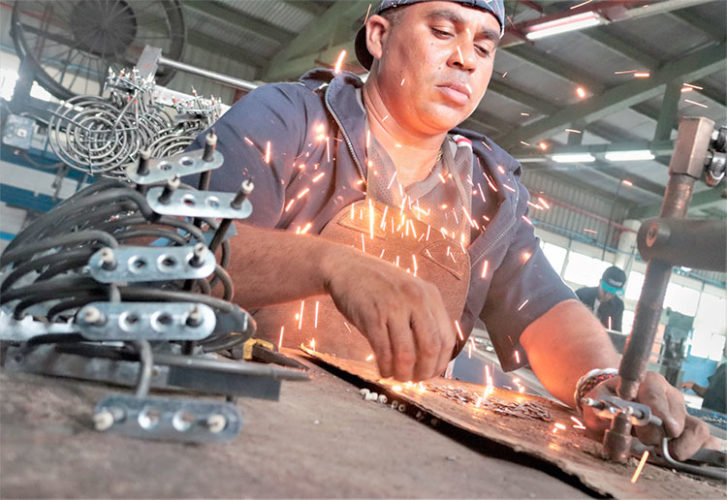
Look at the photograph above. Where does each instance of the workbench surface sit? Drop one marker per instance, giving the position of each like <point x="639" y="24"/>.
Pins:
<point x="321" y="439"/>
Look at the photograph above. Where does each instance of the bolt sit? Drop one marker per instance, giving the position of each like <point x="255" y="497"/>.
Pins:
<point x="108" y="261"/>
<point x="198" y="252"/>
<point x="195" y="317"/>
<point x="245" y="190"/>
<point x="143" y="168"/>
<point x="216" y="423"/>
<point x="210" y="142"/>
<point x="92" y="316"/>
<point x="172" y="185"/>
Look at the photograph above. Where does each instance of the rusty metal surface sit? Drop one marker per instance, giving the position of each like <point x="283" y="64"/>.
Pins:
<point x="537" y="426"/>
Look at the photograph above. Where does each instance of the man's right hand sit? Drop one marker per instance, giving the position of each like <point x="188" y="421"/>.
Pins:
<point x="403" y="317"/>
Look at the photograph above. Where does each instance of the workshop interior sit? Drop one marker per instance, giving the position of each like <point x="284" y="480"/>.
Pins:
<point x="129" y="371"/>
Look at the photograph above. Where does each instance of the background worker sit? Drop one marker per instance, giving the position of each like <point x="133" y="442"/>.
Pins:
<point x="603" y="300"/>
<point x="329" y="146"/>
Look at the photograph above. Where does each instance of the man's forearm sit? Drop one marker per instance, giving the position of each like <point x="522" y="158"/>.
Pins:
<point x="564" y="344"/>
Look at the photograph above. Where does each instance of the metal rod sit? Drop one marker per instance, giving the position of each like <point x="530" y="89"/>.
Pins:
<point x="212" y="75"/>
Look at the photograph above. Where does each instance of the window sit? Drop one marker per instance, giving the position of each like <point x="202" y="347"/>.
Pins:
<point x="555" y="255"/>
<point x="584" y="270"/>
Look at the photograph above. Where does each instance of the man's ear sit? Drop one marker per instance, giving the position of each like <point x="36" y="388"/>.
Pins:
<point x="377" y="28"/>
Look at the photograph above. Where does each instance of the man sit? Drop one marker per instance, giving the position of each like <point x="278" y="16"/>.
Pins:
<point x="386" y="152"/>
<point x="603" y="300"/>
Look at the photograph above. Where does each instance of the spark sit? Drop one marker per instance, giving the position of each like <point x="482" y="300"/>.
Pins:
<point x="578" y="423"/>
<point x="391" y="181"/>
<point x="580" y="4"/>
<point x="484" y="269"/>
<point x="696" y="103"/>
<point x="640" y="467"/>
<point x="267" y="152"/>
<point x="339" y="62"/>
<point x="371" y="219"/>
<point x="459" y="330"/>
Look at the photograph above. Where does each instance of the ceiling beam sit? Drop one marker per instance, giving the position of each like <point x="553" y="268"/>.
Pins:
<point x="308" y="43"/>
<point x="693" y="66"/>
<point x="702" y="199"/>
<point x="239" y="20"/>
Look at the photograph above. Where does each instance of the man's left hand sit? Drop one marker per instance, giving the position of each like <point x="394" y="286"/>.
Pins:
<point x="688" y="434"/>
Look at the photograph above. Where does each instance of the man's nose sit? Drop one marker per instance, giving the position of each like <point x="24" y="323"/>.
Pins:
<point x="464" y="56"/>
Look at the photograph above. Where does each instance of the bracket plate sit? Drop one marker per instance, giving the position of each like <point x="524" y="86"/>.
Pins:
<point x="145" y="320"/>
<point x="186" y="163"/>
<point x="134" y="264"/>
<point x="186" y="202"/>
<point x="169" y="419"/>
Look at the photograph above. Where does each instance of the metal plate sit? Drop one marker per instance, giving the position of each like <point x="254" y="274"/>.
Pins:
<point x="169" y="419"/>
<point x="179" y="165"/>
<point x="559" y="442"/>
<point x="189" y="203"/>
<point x="135" y="264"/>
<point x="27" y="328"/>
<point x="145" y="320"/>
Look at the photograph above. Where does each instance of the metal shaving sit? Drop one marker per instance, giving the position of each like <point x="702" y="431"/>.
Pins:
<point x="527" y="409"/>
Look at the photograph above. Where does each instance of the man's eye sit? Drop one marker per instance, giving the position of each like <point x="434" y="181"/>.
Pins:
<point x="441" y="33"/>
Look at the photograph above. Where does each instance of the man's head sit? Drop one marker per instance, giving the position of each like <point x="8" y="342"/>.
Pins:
<point x="612" y="283"/>
<point x="431" y="61"/>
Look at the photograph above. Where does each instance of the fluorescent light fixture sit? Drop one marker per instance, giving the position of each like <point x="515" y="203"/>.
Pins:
<point x="638" y="155"/>
<point x="563" y="25"/>
<point x="573" y="158"/>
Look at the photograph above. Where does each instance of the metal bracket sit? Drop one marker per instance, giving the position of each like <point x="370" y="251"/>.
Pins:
<point x="25" y="329"/>
<point x="168" y="419"/>
<point x="186" y="163"/>
<point x="198" y="204"/>
<point x="134" y="264"/>
<point x="145" y="320"/>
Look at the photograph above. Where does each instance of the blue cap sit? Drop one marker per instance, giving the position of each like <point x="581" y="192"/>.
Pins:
<point x="494" y="7"/>
<point x="613" y="280"/>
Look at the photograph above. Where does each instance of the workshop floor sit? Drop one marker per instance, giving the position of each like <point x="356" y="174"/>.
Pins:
<point x="320" y="440"/>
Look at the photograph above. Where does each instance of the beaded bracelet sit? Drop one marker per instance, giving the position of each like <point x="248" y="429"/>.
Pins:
<point x="589" y="381"/>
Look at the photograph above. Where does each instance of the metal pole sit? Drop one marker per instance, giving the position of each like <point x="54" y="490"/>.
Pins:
<point x="212" y="75"/>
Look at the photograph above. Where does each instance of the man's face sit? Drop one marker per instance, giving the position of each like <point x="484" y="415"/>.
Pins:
<point x="603" y="295"/>
<point x="435" y="64"/>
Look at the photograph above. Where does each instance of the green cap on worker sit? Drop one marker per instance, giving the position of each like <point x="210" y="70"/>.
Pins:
<point x="613" y="280"/>
<point x="495" y="7"/>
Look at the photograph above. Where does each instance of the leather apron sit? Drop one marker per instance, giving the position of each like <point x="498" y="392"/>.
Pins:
<point x="395" y="235"/>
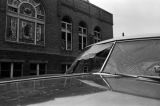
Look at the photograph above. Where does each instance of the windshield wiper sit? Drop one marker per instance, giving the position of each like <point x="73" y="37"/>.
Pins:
<point x="139" y="77"/>
<point x="116" y="75"/>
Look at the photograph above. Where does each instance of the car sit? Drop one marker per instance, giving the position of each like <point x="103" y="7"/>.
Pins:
<point x="123" y="72"/>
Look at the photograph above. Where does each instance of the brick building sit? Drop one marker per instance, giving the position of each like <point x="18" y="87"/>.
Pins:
<point x="44" y="36"/>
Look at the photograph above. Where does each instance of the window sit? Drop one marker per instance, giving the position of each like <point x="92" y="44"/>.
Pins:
<point x="66" y="33"/>
<point x="37" y="69"/>
<point x="11" y="70"/>
<point x="65" y="67"/>
<point x="82" y="33"/>
<point x="97" y="35"/>
<point x="25" y="22"/>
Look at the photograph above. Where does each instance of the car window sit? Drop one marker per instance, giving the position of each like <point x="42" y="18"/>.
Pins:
<point x="92" y="59"/>
<point x="135" y="57"/>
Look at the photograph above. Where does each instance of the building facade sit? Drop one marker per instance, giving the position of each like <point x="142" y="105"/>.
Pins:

· · · ·

Reproduce all of the records above, replacing every "photograph" with "image" and changing nothing else. Omit the pictures.

Look at the image above. Where does each instance of the workbench surface sit? Drop one marker per instance, giving the position of each like <point x="639" y="24"/>.
Pins:
<point x="321" y="439"/>
Look at the image above. Where does each instance of the bolt sit? Drop one marker per instance, giving the position of each like <point x="255" y="497"/>.
Pins:
<point x="108" y="261"/>
<point x="198" y="252"/>
<point x="195" y="317"/>
<point x="245" y="190"/>
<point x="143" y="168"/>
<point x="216" y="423"/>
<point x="210" y="142"/>
<point x="92" y="316"/>
<point x="172" y="185"/>
Look at the image above. Where does each instance of the rusty metal surface sit? Drop one marker per instance, giving the position of each like <point x="283" y="64"/>.
Pins:
<point x="537" y="426"/>
Look at the image above. Where does each instance of the man's right hand sit? Drop one marker per instance, giving the position of each like <point x="188" y="421"/>.
Pins:
<point x="403" y="317"/>
Look at the image above. Where does each instance of the workshop interior sit? Drop one marker per instance, giving the position of each like <point x="284" y="480"/>.
Pins:
<point x="129" y="371"/>
Look at the image above. Where does each instance of the background worker sit? Drop one marker per instance, giving the position of each like <point x="133" y="442"/>.
Pins:
<point x="603" y="300"/>
<point x="329" y="146"/>
Look at the image above. Where does each instance of the man's forearm sit? Drop one marker per instance, giving the position of each like <point x="522" y="158"/>.
Pins:
<point x="564" y="344"/>
Look at the image above. Where does each instance of the metal rod sit? Drop one marker per instance, giving the position of each like <point x="530" y="89"/>.
Pins:
<point x="212" y="75"/>
Look at the image above. Where does each instance of the window sit? Drop one marker per instance, giving the position of each like <point x="202" y="347"/>.
Pins:
<point x="555" y="255"/>
<point x="584" y="270"/>
Look at the image above. Where does each instance of the man's ear sit? Drop one marker per instance, giving the position of each like <point x="36" y="388"/>.
Pins:
<point x="377" y="28"/>
Look at the image above. Where does each instance of the man sit? Drop one marker per instance, giving the position of each like <point x="278" y="16"/>.
Pins:
<point x="386" y="152"/>
<point x="603" y="300"/>
Look at the image above. Where does each instance of the spark sit? Drop one marker per instance, giving the position of each like <point x="482" y="300"/>.
Pins:
<point x="578" y="423"/>
<point x="391" y="181"/>
<point x="580" y="4"/>
<point x="484" y="269"/>
<point x="696" y="103"/>
<point x="640" y="467"/>
<point x="267" y="152"/>
<point x="339" y="62"/>
<point x="371" y="219"/>
<point x="459" y="330"/>
Look at the image above. Where does each instance of the ceiling beam sit? Drop one marker per instance, giving the position of each like <point x="553" y="268"/>.
Pins:
<point x="308" y="43"/>
<point x="693" y="66"/>
<point x="702" y="199"/>
<point x="239" y="20"/>
Look at the image above. Where does each instance of the man's left hand sit? Drop one marker per instance, giving the position of each like <point x="394" y="286"/>.
Pins:
<point x="688" y="434"/>
Look at the image above. Where does each instance of the man's nose sit? Drop one marker per instance, giving the position of each like <point x="24" y="323"/>.
Pins:
<point x="464" y="56"/>
Look at the image above. Where does each instance of the bracket plate sit? Drop one marker per instance, giving the position of each like <point x="524" y="86"/>.
Pins:
<point x="145" y="320"/>
<point x="186" y="163"/>
<point x="134" y="264"/>
<point x="186" y="202"/>
<point x="169" y="419"/>
Look at the image above. Where does each instance of the metal plate sit? Drop one marker per instance, giving the position of each like <point x="254" y="274"/>.
Pins:
<point x="169" y="419"/>
<point x="179" y="165"/>
<point x="559" y="442"/>
<point x="189" y="203"/>
<point x="135" y="264"/>
<point x="27" y="328"/>
<point x="145" y="320"/>
Look at the image above. Where does each instance of the metal shaving sit? Drop one marker per instance, giving the position of each like <point x="702" y="431"/>.
Pins:
<point x="527" y="409"/>
Look at the image above. Where does each instance of the man's eye sit? Drop one marker per instance, giving the position of each like <point x="434" y="181"/>.
Pins:
<point x="441" y="33"/>
Look at the image above. Where does each instance of the man's head sit? Drop one marker per instance, giving the position of each like <point x="8" y="342"/>.
Pins:
<point x="612" y="283"/>
<point x="431" y="61"/>
Look at the image above. Where does each instance of the fluorescent light fixture sit? Drop one marker per instance, giving the position of each like <point x="515" y="203"/>.
Pins:
<point x="638" y="155"/>
<point x="563" y="25"/>
<point x="573" y="158"/>
Look at the image above. Where does each instance of the metal bracket sit? Drop one marker per instance, giving the position of each like <point x="370" y="251"/>.
Pins:
<point x="25" y="329"/>
<point x="168" y="419"/>
<point x="186" y="163"/>
<point x="198" y="204"/>
<point x="134" y="264"/>
<point x="145" y="320"/>
Look at the image above. Where does each instance of the blue cap sit? Drop one marker per instance, giving the position of each like <point x="581" y="192"/>.
Pins:
<point x="494" y="7"/>
<point x="613" y="280"/>
Look at the image above. Where does each instance of the workshop floor sit? Drop one marker per instance, giving the position of each like <point x="356" y="174"/>.
Pins:
<point x="320" y="440"/>
Look at the image above. Where does each instance of the beaded bracelet sit? Drop one marker per instance, giving the position of each like <point x="248" y="429"/>.
Pins:
<point x="589" y="381"/>
Look at the image above. Where does each instance of the metal pole sit? Drop one marker per instance, giving the position of each like <point x="54" y="490"/>.
Pins:
<point x="212" y="75"/>
Look at the image above. Where does each instance of the man's face sit? Drop one marker per instance, giving the position of each like <point x="484" y="415"/>.
Pins:
<point x="603" y="295"/>
<point x="435" y="64"/>
Look at the image above. Where does each instance of the green cap on worker sit? Drop one marker per instance, giving the position of each like <point x="210" y="70"/>.
Pins:
<point x="613" y="280"/>
<point x="495" y="7"/>
Look at the image above. Where does each instance of the leather apron sit? Drop one marker per instance, giving the position of each like <point x="498" y="392"/>.
Pins:
<point x="395" y="235"/>
Look at the image above. Where does each instance of the windshield wiper sit? Drop one marker per instance, giving the position of each like <point x="73" y="37"/>.
Pins:
<point x="139" y="77"/>
<point x="116" y="75"/>
Look at the image above. Where does each instance of the car sit? Drop one marker per instance, giving the position of each like <point x="103" y="7"/>.
Pins:
<point x="123" y="72"/>
Look at the image above. Where does each instance of the brick building sit? Drop one marker per instance, giving the position of each like <point x="18" y="87"/>.
Pins:
<point x="44" y="36"/>
Look at the image above. Where does each instance of the window sit? Drop one marker per instance, giving the position of each like <point x="92" y="44"/>.
Pins:
<point x="66" y="33"/>
<point x="37" y="69"/>
<point x="11" y="70"/>
<point x="65" y="67"/>
<point x="82" y="33"/>
<point x="97" y="35"/>
<point x="25" y="22"/>
Look at the image above. Where does each instance of the car window sit? Drop one marker per instance, giving the position of each like <point x="42" y="18"/>.
Pins:
<point x="92" y="59"/>
<point x="135" y="57"/>
Look at the image above. Where does each instance of the building facade sit? Drop one marker per instance, giving the position of each like <point x="142" y="105"/>.
Pins:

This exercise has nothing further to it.